Rewrite the rows starting at the first one and ending at the line containing "[454,387,599,503]", replacing "Find" with "Locate" and keeping everything else the same. Leave the pictures out of your answer.

──────────

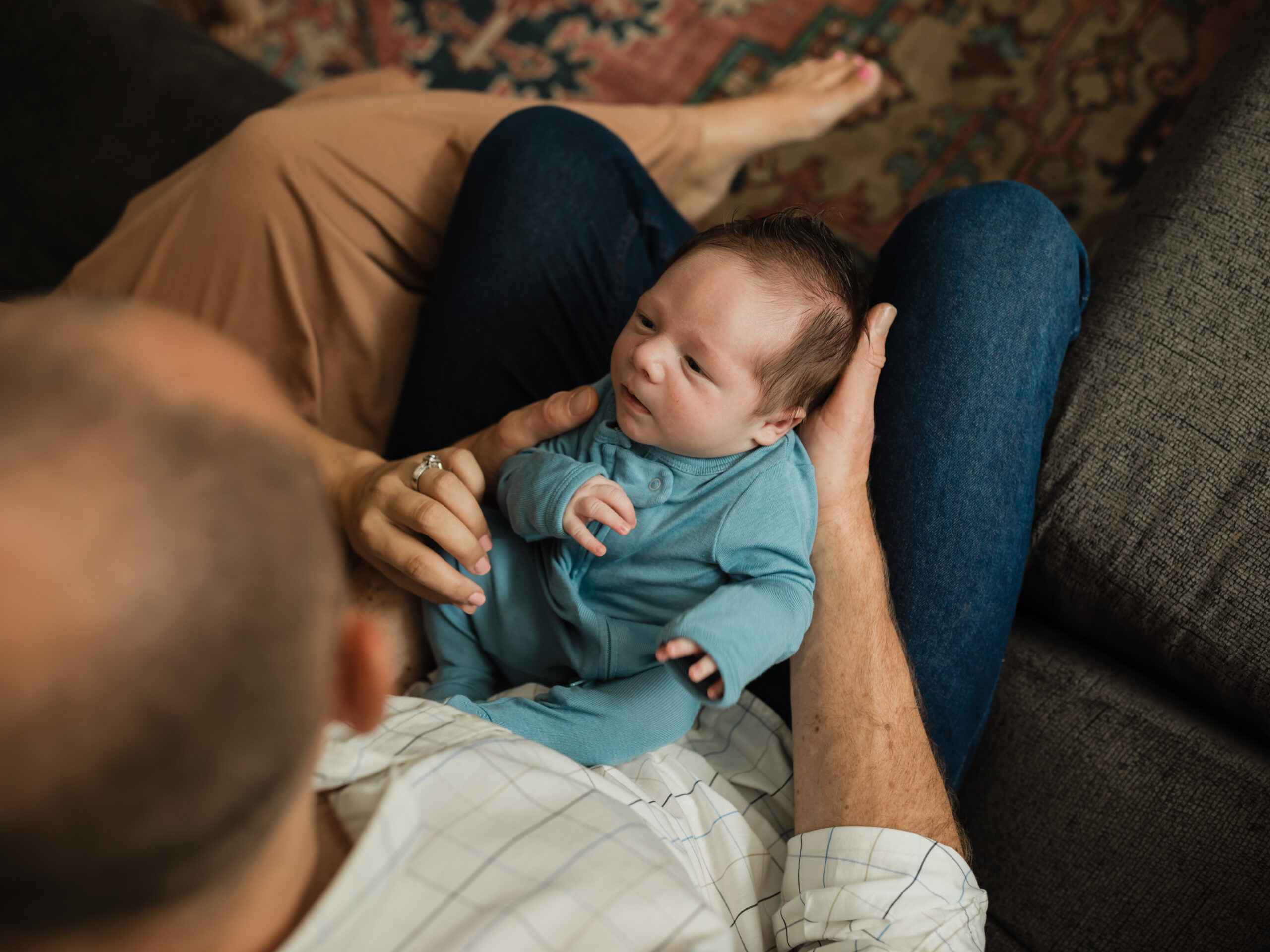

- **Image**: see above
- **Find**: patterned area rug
[231,0,1256,254]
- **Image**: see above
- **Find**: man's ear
[755,406,807,447]
[330,612,392,734]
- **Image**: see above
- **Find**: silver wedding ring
[410,453,446,492]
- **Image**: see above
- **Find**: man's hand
[564,476,635,556]
[798,304,895,523]
[657,639,723,701]
[454,387,599,503]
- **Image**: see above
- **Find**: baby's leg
[453,665,701,767]
[424,601,498,701]
[423,508,576,701]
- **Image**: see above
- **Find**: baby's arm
[449,665,701,767]
[498,430,635,556]
[498,428,605,542]
[657,462,816,705]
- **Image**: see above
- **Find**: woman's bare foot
[208,0,264,46]
[668,50,882,222]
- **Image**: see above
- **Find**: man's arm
[790,304,964,853]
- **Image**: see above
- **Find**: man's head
[0,299,376,945]
[610,208,869,457]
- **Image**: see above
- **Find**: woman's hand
[798,304,895,524]
[309,387,599,613]
[334,448,493,613]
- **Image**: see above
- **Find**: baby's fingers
[575,496,634,536]
[592,482,637,536]
[564,515,608,556]
[689,655,719,684]
[657,639,702,661]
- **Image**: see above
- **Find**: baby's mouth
[622,383,653,416]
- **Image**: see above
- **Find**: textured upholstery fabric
[961,621,1270,952]
[0,0,288,298]
[1026,4,1270,736]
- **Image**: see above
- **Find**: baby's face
[610,247,801,457]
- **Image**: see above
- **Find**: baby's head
[611,208,869,457]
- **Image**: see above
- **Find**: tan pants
[64,70,701,451]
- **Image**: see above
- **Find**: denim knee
[472,105,637,198]
[882,181,1089,343]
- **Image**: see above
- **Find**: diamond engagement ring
[410,453,446,492]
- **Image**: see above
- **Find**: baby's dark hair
[671,208,869,414]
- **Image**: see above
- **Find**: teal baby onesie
[424,377,817,764]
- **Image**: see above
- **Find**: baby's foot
[669,50,882,222]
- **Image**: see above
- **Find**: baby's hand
[657,639,723,701]
[564,476,635,555]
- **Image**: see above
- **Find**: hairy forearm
[791,490,961,852]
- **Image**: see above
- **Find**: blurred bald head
[0,299,344,945]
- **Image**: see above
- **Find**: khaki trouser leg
[64,71,701,449]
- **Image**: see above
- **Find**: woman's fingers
[562,514,608,556]
[454,387,599,495]
[442,447,485,499]
[416,449,493,556]
[371,526,485,613]
[378,470,489,575]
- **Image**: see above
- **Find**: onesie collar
[596,420,772,476]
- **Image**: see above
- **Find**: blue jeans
[388,107,1089,788]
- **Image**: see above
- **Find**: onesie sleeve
[662,454,816,707]
[498,426,605,542]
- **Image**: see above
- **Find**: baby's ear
[755,406,807,447]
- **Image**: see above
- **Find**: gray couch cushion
[1025,5,1270,736]
[961,621,1270,952]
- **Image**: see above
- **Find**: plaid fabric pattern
[283,694,987,952]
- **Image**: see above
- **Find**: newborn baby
[420,209,866,764]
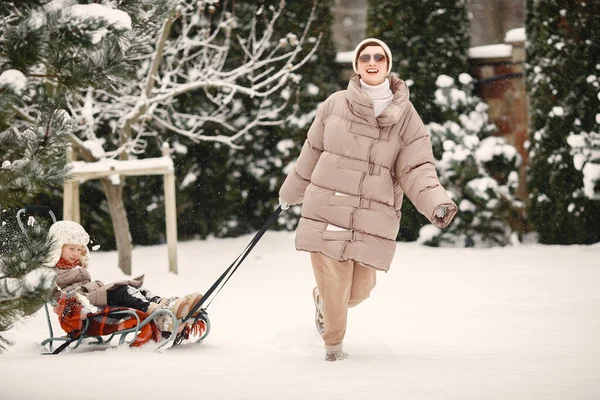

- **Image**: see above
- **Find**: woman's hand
[431,204,456,228]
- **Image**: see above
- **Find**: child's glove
[279,197,290,211]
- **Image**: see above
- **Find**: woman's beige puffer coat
[279,75,456,271]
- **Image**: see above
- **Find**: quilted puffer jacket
[279,75,457,271]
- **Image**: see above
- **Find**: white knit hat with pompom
[48,221,90,267]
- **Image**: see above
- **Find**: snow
[469,44,512,58]
[0,231,600,400]
[504,28,527,43]
[71,157,174,174]
[69,4,131,43]
[435,74,454,88]
[0,69,27,96]
[70,4,131,31]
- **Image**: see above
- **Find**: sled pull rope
[181,206,281,323]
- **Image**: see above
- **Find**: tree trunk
[101,177,132,275]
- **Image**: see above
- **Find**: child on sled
[49,221,202,336]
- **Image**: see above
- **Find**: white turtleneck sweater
[360,78,394,117]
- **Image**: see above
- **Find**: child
[49,221,202,333]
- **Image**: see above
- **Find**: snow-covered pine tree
[419,73,523,246]
[526,0,600,244]
[0,0,145,349]
[367,0,470,240]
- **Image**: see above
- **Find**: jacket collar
[346,74,409,127]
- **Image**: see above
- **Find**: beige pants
[310,253,376,347]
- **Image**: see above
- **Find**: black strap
[181,206,281,323]
[52,339,77,354]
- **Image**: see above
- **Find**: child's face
[60,244,85,263]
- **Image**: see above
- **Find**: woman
[279,39,457,361]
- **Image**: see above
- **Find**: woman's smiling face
[356,45,388,86]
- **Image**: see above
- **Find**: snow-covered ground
[0,232,600,400]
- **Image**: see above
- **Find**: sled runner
[17,206,210,354]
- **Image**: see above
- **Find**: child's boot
[183,292,202,317]
[325,343,349,361]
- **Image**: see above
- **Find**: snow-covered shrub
[419,74,521,246]
[526,0,600,244]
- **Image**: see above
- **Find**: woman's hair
[354,42,390,65]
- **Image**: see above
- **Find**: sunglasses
[358,53,385,62]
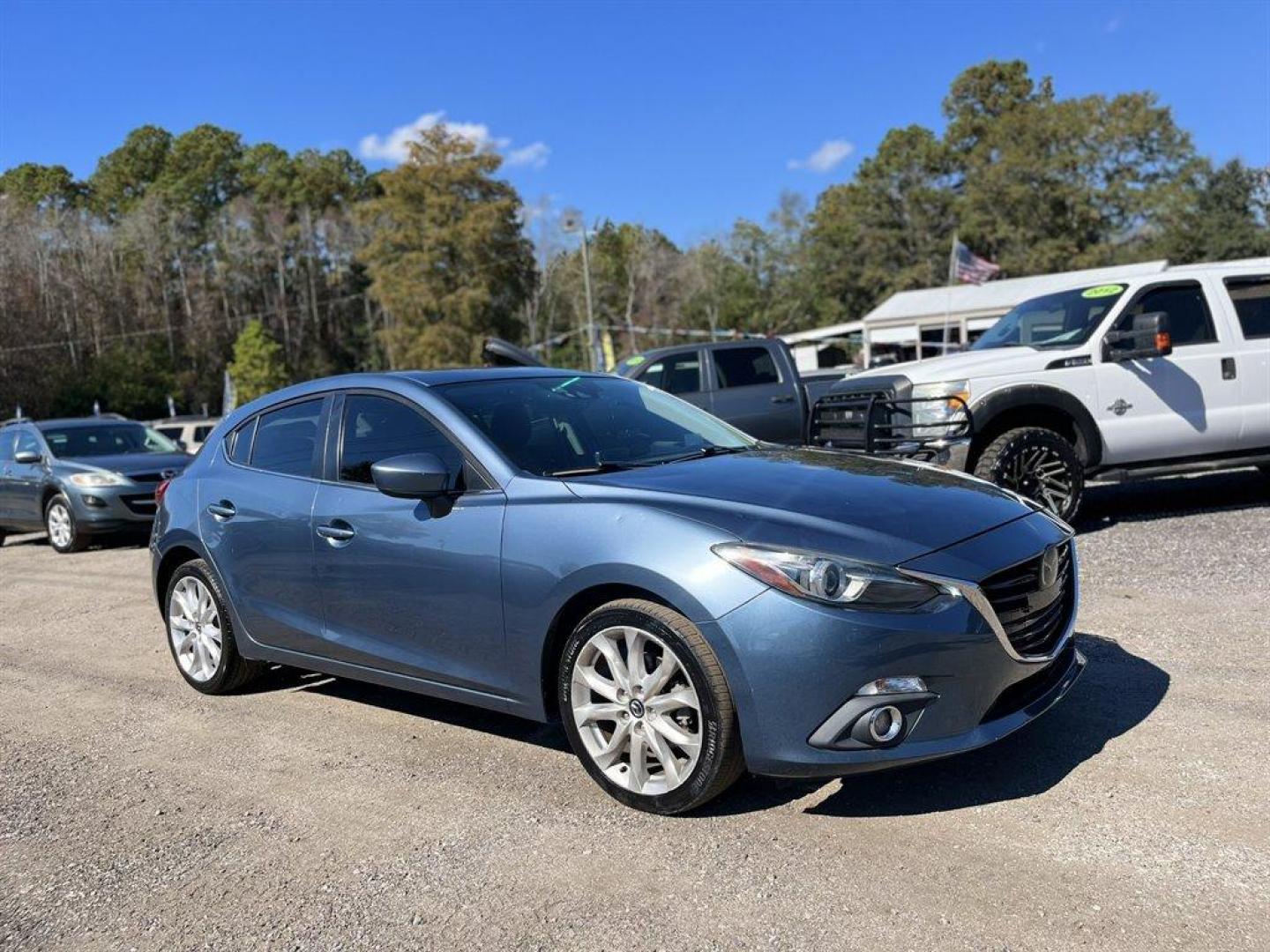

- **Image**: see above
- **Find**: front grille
[811,390,894,450]
[979,540,1076,656]
[121,493,159,516]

──────────

§ Solution to the exercise:
- **Image**: see above
- **Locate**: patterned area rug
[231,0,1256,254]
- **Image**: see above
- **Locate**: man's ear
[755,406,807,447]
[330,612,392,734]
- **Image**: see above
- **Locate**: silver wedding ring
[410,453,446,492]
- **Image**: see above
- **Locate**: man's hand
[564,476,635,556]
[798,304,895,523]
[657,639,723,701]
[454,387,599,503]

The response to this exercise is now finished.